Dans l'article sur le séminaire de la Fedom, quelle organisation boudera, comme le Medef, le 1er-Mai à la présidence ?

-------- Document source

Le président du Medef, Steeve Hamblin, n’a pas été tendre avec le gouvernement ce mercredi matin lors du séminaire organisé par la Fedom au Hilton sur les besoins de financement des entreprises.
Le président du Medef, Steeve Hamblin, n’a pas été tendre avec le gouvernement ce mercredi matin lors du séminaire organisé par la Fedom au Hilton sur les besoins de financement des entreprises.
Tahiti, le 30 avril 2025 – À l'occasion du séminaire organisé par la Fedom sur les besoins de financement des entreprises, le président du Medef Polynésie s'est à nouveau posé en lanceur d'alerte dans un contexte international tendu. Malgré des voyants économiques au vert, les entrepreneurs se sentent “attaqués” par la dizaine de mesures “anti-entreprises” du gouvernement, ce qui vient entamer leur confiance. Comme la CPME, le Medef lui aussi boudera le 1er-Mai à la présidence, ce que déplore le ministre Warren Dexter qui essaie justement de regagner cette confiance.

----------------
-------- Données affichées

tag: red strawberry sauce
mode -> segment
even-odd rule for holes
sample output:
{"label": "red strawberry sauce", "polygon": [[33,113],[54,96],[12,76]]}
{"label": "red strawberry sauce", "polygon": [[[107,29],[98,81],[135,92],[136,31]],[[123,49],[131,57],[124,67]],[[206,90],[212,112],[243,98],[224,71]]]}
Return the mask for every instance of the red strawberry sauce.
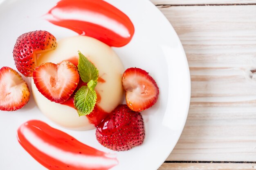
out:
{"label": "red strawberry sauce", "polygon": [[39,120],[22,124],[17,137],[33,157],[50,170],[104,170],[118,163],[115,155],[83,144]]}
{"label": "red strawberry sauce", "polygon": [[128,44],[134,26],[122,11],[102,0],[61,0],[45,15],[50,22],[110,46]]}

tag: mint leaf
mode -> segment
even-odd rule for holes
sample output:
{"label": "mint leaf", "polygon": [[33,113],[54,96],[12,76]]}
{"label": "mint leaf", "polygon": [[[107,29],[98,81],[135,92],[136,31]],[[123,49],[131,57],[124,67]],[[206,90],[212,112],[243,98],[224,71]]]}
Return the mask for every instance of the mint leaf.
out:
{"label": "mint leaf", "polygon": [[90,81],[87,83],[87,87],[91,90],[91,91],[94,90],[94,88],[97,85],[97,82],[94,81],[92,80],[91,80]]}
{"label": "mint leaf", "polygon": [[80,116],[88,115],[92,111],[96,104],[97,96],[94,89],[91,90],[85,85],[82,86],[76,93],[74,99],[74,107]]}
{"label": "mint leaf", "polygon": [[79,51],[78,51],[78,71],[81,79],[85,83],[91,80],[97,82],[99,77],[97,68]]}

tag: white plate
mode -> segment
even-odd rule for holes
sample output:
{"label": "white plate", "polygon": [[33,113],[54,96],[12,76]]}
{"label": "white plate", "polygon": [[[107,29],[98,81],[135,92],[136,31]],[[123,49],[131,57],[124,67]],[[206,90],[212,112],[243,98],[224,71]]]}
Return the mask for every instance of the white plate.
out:
{"label": "white plate", "polygon": [[[57,1],[8,0],[0,2],[0,68],[8,66],[16,70],[12,50],[17,38],[23,33],[45,30],[57,39],[76,35],[40,17]],[[128,15],[135,29],[128,45],[114,50],[125,68],[137,67],[147,70],[159,88],[157,104],[142,113],[146,131],[144,143],[127,151],[110,150],[97,142],[95,130],[72,131],[53,123],[40,113],[31,96],[22,109],[12,112],[0,111],[1,169],[45,169],[25,151],[16,139],[19,126],[31,119],[41,120],[100,150],[116,152],[119,164],[112,170],[157,169],[173,149],[184,126],[190,98],[189,72],[182,45],[168,21],[150,1],[106,1]]]}

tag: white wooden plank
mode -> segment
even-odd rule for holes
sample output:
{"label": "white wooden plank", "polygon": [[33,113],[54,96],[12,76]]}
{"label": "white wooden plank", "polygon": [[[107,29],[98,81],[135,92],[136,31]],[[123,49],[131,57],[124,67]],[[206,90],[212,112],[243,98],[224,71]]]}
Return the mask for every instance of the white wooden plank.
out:
{"label": "white wooden plank", "polygon": [[256,3],[255,0],[150,0],[156,5],[187,5],[197,4],[245,4]]}
{"label": "white wooden plank", "polygon": [[181,39],[192,81],[187,122],[167,160],[255,161],[256,5],[160,9]]}
{"label": "white wooden plank", "polygon": [[256,163],[164,163],[158,170],[224,170],[255,169],[256,169]]}

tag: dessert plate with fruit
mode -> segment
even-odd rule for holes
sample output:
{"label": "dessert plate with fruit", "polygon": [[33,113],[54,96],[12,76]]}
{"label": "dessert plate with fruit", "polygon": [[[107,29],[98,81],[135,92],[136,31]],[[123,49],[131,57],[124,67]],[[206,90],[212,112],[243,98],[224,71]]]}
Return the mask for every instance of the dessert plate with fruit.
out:
{"label": "dessert plate with fruit", "polygon": [[155,170],[175,146],[190,79],[147,0],[0,0],[4,169]]}

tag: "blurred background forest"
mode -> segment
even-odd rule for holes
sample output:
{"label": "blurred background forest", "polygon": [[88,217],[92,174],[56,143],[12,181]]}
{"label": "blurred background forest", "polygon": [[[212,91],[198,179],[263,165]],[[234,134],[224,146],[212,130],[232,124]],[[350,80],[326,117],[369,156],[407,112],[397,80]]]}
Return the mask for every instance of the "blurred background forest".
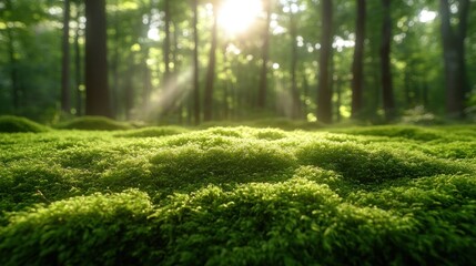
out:
{"label": "blurred background forest", "polygon": [[0,114],[474,120],[472,2],[1,0]]}

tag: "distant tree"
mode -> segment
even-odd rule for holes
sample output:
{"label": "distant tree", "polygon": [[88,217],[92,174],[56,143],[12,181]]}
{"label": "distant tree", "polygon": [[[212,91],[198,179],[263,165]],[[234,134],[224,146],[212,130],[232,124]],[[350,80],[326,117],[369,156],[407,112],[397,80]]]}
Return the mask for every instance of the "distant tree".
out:
{"label": "distant tree", "polygon": [[85,113],[112,117],[108,88],[105,0],[85,3]]}
{"label": "distant tree", "polygon": [[[13,13],[13,6],[11,0],[6,0],[6,10],[8,11],[8,14],[11,16]],[[13,112],[18,113],[20,109],[20,94],[21,89],[18,81],[18,60],[16,58],[16,49],[14,49],[14,37],[13,37],[13,23],[6,23],[7,24],[7,51],[9,55],[9,64],[10,64],[10,82],[11,82],[11,99],[12,99],[12,105],[13,105]]]}
{"label": "distant tree", "polygon": [[217,47],[219,7],[213,4],[212,45],[210,48],[209,69],[206,72],[205,94],[203,102],[203,120],[211,121],[213,114],[213,85],[215,80],[216,47]]}
{"label": "distant tree", "polygon": [[263,0],[263,7],[266,12],[266,21],[263,29],[263,45],[262,45],[262,66],[260,75],[260,88],[257,94],[257,108],[264,110],[266,108],[267,94],[267,63],[270,61],[270,39],[271,39],[271,0]]}
{"label": "distant tree", "polygon": [[62,40],[62,62],[61,62],[61,110],[64,113],[71,112],[71,90],[70,90],[70,1],[64,0],[63,7],[63,40]]}
{"label": "distant tree", "polygon": [[164,23],[165,23],[165,39],[163,42],[163,62],[165,64],[164,82],[169,85],[171,79],[171,12],[170,12],[170,0],[164,0]]}
{"label": "distant tree", "polygon": [[322,35],[318,66],[318,89],[317,89],[317,120],[324,123],[332,123],[332,88],[330,62],[332,60],[332,0],[322,0]]}
{"label": "distant tree", "polygon": [[382,0],[383,21],[382,21],[382,43],[381,43],[381,71],[382,71],[382,95],[385,112],[385,120],[395,119],[395,100],[392,83],[391,70],[391,44],[392,44],[392,16],[391,0]]}
{"label": "distant tree", "polygon": [[[81,12],[80,12],[80,4],[75,4],[77,8],[77,14],[75,14],[75,21],[79,24],[81,19]],[[82,102],[82,75],[81,75],[81,45],[80,45],[80,27],[77,27],[74,32],[74,80],[75,80],[75,94],[77,94],[77,115],[82,115],[83,113],[83,102]]]}
{"label": "distant tree", "polygon": [[457,2],[458,23],[455,28],[452,25],[449,1],[439,1],[446,78],[446,114],[452,119],[464,117],[465,95],[468,92],[465,39],[470,1],[458,0]]}
{"label": "distant tree", "polygon": [[366,0],[356,0],[357,19],[355,22],[355,47],[352,62],[352,117],[362,115],[362,101],[364,93],[364,43],[365,43],[365,21]]}
{"label": "distant tree", "polygon": [[192,0],[193,10],[193,113],[200,124],[200,62],[199,62],[199,0]]}
{"label": "distant tree", "polygon": [[290,9],[290,34],[291,34],[291,95],[293,100],[292,113],[293,119],[301,116],[300,91],[297,90],[297,14]]}

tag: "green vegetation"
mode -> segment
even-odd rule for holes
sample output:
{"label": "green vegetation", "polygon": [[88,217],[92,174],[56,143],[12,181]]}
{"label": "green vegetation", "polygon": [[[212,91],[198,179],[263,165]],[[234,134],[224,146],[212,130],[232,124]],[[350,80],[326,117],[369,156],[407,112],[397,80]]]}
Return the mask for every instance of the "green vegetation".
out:
{"label": "green vegetation", "polygon": [[0,151],[0,265],[476,259],[473,125],[50,130]]}
{"label": "green vegetation", "polygon": [[81,116],[57,125],[62,130],[85,130],[85,131],[119,131],[130,130],[132,126],[124,122],[118,122],[102,116]]}
{"label": "green vegetation", "polygon": [[49,129],[41,124],[38,124],[29,119],[14,116],[14,115],[1,115],[0,116],[0,133],[19,133],[19,132],[45,132]]}

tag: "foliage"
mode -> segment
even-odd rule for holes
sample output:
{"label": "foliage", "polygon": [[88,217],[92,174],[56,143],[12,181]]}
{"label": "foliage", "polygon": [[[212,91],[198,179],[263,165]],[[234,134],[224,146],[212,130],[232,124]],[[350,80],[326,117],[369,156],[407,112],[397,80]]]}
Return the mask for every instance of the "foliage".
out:
{"label": "foliage", "polygon": [[130,130],[126,133],[119,133],[115,134],[115,136],[121,137],[160,137],[160,136],[168,136],[168,135],[176,135],[186,133],[189,130],[181,126],[150,126],[139,130]]}
{"label": "foliage", "polygon": [[1,115],[0,116],[0,132],[1,133],[20,133],[20,132],[45,132],[49,129],[44,125],[38,124],[29,119]]}
{"label": "foliage", "polygon": [[0,264],[476,259],[473,125],[161,130],[0,134]]}
{"label": "foliage", "polygon": [[103,116],[87,115],[60,123],[55,127],[62,130],[119,131],[130,130],[132,126]]}

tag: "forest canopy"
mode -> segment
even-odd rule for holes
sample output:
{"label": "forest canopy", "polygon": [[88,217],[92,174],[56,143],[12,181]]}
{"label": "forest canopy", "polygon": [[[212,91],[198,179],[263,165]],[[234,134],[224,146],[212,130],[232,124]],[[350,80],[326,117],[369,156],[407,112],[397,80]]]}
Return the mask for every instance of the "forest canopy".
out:
{"label": "forest canopy", "polygon": [[45,123],[473,120],[470,3],[6,0],[0,114]]}

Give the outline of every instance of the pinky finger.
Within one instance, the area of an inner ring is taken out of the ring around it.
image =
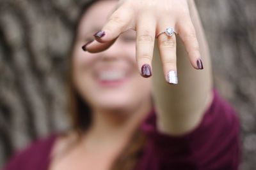
[[[190,18],[188,17],[186,22],[178,22],[177,27],[179,30],[179,35],[184,43],[191,65],[196,69],[203,69],[199,43]]]

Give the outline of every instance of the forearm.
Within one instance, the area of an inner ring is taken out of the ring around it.
[[[212,87],[210,55],[193,1],[189,0],[189,9],[199,42],[204,69],[196,70],[191,66],[179,36],[177,36],[179,83],[170,85],[166,82],[157,44],[152,62],[158,128],[163,132],[177,135],[190,131],[198,124],[211,102]]]

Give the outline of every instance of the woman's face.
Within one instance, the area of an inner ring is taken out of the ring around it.
[[[106,23],[116,0],[99,1],[79,24],[75,43],[73,76],[78,92],[92,109],[134,108],[150,100],[150,78],[140,76],[136,62],[136,32],[122,34],[108,50],[90,53],[81,46]]]

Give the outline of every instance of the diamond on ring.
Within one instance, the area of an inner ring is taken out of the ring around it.
[[[168,36],[172,36],[174,33],[177,34],[176,32],[174,31],[174,29],[172,27],[167,27],[164,31],[163,31],[160,33],[159,33],[156,38],[157,38],[159,36],[160,36],[161,34],[165,33]]]
[[[165,34],[168,36],[172,36],[174,33],[174,30],[173,28],[168,27],[165,30]]]

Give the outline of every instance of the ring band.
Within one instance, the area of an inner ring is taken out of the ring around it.
[[[167,27],[164,31],[163,31],[160,33],[159,33],[156,38],[157,38],[161,34],[165,33],[168,36],[172,36],[173,34],[176,34],[177,32],[174,31],[174,29],[172,27]]]

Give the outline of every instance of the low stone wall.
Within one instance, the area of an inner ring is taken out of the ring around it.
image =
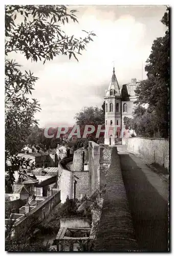
[[[15,230],[19,232],[24,227],[26,227],[27,218],[29,216],[33,216],[37,217],[38,221],[44,220],[51,211],[52,208],[60,202],[60,191],[58,191],[56,194],[48,197],[45,201],[31,210],[26,216],[21,217],[20,220],[15,223],[14,224]]]
[[[100,147],[100,185],[105,185],[106,178],[111,163],[112,147],[108,146]]]
[[[94,251],[134,250],[136,250],[137,243],[122,179],[120,159],[116,147],[111,148],[112,162],[105,173],[106,193]],[[108,153],[108,158],[110,158],[110,150],[105,152],[106,154],[106,152]]]
[[[72,172],[66,167],[67,164],[71,162],[73,158],[64,158],[59,161],[58,164],[59,180],[58,187],[61,191],[61,202],[66,202],[67,197],[73,198],[73,184],[72,182]]]
[[[169,141],[165,139],[130,137],[126,139],[128,151],[141,154],[151,162],[169,169]]]
[[[100,146],[94,141],[89,142],[89,195],[91,196],[100,185]]]

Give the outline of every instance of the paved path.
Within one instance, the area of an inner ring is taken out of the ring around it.
[[[139,249],[168,251],[168,183],[125,146],[117,149]]]

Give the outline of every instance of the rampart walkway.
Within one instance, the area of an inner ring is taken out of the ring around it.
[[[117,148],[138,250],[167,251],[168,182],[124,146]]]

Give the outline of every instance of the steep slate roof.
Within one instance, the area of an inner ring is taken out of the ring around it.
[[[137,250],[116,147],[113,147],[112,162],[106,178],[106,194],[95,241],[94,251]]]
[[[36,168],[32,170],[32,173],[35,175],[42,176],[42,172],[44,170],[47,173],[45,176],[54,176],[58,174],[58,167],[48,167],[47,168]]]
[[[15,193],[16,193],[16,194],[26,194],[26,193],[29,194],[29,192],[28,191],[27,189],[26,189],[26,188],[24,186],[22,186],[20,187],[20,188],[18,188],[18,189],[17,189],[15,191]]]
[[[57,175],[48,178],[46,180],[40,181],[38,184],[36,184],[36,187],[44,187],[47,185],[51,185],[55,183],[57,181]]]
[[[109,85],[108,89],[106,90],[106,96],[110,96],[110,91],[112,89],[115,90],[114,95],[121,96],[120,87],[115,73],[115,68],[113,69],[113,73],[111,78],[111,82]]]
[[[23,180],[22,183],[24,184],[37,183],[38,182],[38,180],[33,179],[28,175],[27,176],[27,179],[24,179],[24,180]]]

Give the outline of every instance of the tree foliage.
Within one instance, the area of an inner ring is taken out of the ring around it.
[[[161,20],[167,27],[165,34],[163,37],[154,40],[150,54],[146,60],[145,71],[147,72],[147,79],[142,81],[135,91],[138,97],[137,103],[139,105],[148,104],[148,108],[143,115],[145,121],[143,121],[142,117],[138,118],[136,115],[134,119],[134,123],[138,122],[137,127],[139,130],[136,131],[137,133],[142,132],[143,129],[143,127],[140,129],[141,125],[144,125],[144,129],[148,131],[149,135],[165,138],[168,137],[169,130],[169,12],[167,9]],[[152,130],[150,132],[150,127],[147,127],[149,125]]]
[[[12,163],[26,143],[30,127],[38,123],[34,116],[40,108],[38,101],[31,98],[38,78],[30,71],[22,72],[9,54],[18,52],[44,64],[59,55],[78,60],[77,54],[81,54],[95,34],[84,31],[86,36],[79,39],[68,36],[62,26],[78,22],[76,11],[68,12],[62,5],[7,5],[5,9],[5,149],[6,160]],[[11,184],[13,167],[6,168]]]
[[[85,107],[75,116],[76,124],[99,125],[104,124],[104,112],[97,106]]]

----------------

Corrigé | La CPME.